= SELECTED EXCERPT =
In The Politics of Autism, I discuss various ideas about what causes the condition. Here is just a partial list of correlates, risk factors, and possible causes that have been the subject of serious studies:
- Air pollution and proximity to freeways;
- Maternal thyroid issues;
- Autoimmune disorders;
- Induced labor;
- Preterm birth;
- Birth by cesarean section;
- Maternal and paternal obesity;
- Maternal diabetes;
- Maternal and paternal age;
- Maternal post-traumatic stress disorder;
- Smoking during pregnancy;
- Antidepressant use during pregnancy;
Women with polycystic ovary syndrome (PCOS) are more likely than other women to have an autistic child, according to an analysis of NHS data carried out by a team at Cambridge University's Autism Research Centre. The research is published today in the journal Translational Psychiatry.
PCOS affects about one in ten women and is caused by elevated levels of the hormone testosterone. It is associated with fluid-filled sacs (called follicles) in the ovaries, and with symptoms such as delayed onset of puberty, irregular menstrual cycles, and excess bodily hair.
Professor Simon Baron-Cohen, Director of the Autism Research Centre, who supervised the research, said: "This new research is helping us understand the effects of testosterone on the developing fetal brain, and on the child's later behaviour and mind. These hormonal effects are not necessarily independent of genetic factors, as a mother or her baby may have higher levels of the hormone for genetic reasons, and testosterone can affect how genes function."

= DATA EXCERPTS =
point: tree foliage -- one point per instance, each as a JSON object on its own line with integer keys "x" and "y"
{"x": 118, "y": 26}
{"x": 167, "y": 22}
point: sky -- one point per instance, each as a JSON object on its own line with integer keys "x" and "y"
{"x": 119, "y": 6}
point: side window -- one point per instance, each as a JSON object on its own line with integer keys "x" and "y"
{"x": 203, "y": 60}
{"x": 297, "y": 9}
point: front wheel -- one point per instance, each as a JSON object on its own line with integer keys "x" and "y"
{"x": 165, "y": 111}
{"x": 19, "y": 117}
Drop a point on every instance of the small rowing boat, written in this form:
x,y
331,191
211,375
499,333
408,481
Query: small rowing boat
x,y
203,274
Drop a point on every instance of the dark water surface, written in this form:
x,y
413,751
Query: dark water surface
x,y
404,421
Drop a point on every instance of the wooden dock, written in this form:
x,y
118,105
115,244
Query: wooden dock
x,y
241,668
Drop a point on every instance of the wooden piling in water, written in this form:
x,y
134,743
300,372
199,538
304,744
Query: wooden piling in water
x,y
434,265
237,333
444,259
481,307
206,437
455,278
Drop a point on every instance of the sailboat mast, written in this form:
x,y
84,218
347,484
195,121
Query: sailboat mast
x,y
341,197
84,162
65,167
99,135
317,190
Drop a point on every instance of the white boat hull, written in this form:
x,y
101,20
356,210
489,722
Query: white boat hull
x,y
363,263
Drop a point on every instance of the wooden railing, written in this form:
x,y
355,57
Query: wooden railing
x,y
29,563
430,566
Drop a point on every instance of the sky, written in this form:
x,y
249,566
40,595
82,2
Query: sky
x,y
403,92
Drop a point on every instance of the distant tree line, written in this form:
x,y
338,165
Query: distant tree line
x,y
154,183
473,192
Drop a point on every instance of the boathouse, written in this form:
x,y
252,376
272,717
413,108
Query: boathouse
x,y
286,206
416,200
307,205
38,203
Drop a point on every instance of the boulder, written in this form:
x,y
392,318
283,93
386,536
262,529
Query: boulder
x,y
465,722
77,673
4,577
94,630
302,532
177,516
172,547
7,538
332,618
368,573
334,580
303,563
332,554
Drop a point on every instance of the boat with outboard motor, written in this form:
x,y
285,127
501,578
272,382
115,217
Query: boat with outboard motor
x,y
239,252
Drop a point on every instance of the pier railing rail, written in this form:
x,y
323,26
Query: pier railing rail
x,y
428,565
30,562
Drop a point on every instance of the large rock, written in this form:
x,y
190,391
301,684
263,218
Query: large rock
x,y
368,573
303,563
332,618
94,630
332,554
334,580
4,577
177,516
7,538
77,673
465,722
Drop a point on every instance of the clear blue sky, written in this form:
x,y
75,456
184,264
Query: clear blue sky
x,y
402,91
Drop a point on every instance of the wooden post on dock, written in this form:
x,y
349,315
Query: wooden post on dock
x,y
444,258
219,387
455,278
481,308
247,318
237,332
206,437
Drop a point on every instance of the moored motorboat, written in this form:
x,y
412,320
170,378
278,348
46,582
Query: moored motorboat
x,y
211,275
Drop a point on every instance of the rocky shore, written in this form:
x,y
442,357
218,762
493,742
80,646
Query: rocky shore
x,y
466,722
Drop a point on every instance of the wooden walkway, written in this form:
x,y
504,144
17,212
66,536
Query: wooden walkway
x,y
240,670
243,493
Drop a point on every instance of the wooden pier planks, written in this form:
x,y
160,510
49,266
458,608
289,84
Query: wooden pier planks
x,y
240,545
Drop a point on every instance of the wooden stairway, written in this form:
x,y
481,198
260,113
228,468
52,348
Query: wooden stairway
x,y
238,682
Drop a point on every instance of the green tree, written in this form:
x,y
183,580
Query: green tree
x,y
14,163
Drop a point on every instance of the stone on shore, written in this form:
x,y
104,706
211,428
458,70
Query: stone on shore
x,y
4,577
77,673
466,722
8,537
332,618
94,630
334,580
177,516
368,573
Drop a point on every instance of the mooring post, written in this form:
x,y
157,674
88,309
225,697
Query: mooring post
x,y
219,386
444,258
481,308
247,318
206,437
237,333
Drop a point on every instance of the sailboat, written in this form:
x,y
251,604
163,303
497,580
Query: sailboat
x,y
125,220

= REQUIRED WORK =
#1 In the autism passage, which journal published the Cambridge research on polycystic ovary syndrome?
#2 Do these statements agree with the autism passage? Answer yes or no for each, quoting the words of the passage that decide it.
(a) PCOS affects about one in five women.
(b) Preterm birth appears on the list of correlates, risk factors, and possible causes.
(c) Simon Baron-Cohen supervised the PCOS research.
#3 Continue the autism passage, starting after its last sentence.

= ACTIVITY ANSWERS =
#1 Translational Psychiatry

#2
(a) No: "PCOS affects about one in ten women"
(b) Yes: "Preterm birth"
(c) Yes: "who supervised the research"

#3
Dr Carrie Allison who co-supervised the research, said: "We need to think about the practical steps we can put in place to support women with PCOS as they go through their pregnancies. The likelihood is statistically significant but nevertheless still small, in that most women with PCOS won't have a child with autism, but we want to be transparent with this new information."
Dr Rupert Payne from the University of Bristol Centre for Academic Primary Care, a GP and the expert on the team in using GP health record data for this type of research, said: "Autism can have a significant impact on a person's wellbeing, and on their parents, and many autistic people have significant health, social care and educational special needs. This is an important step in trying to understand what causes autism. It is also an excellent example of the value of using anonymous routine healthcare data to answer vital medical research questions."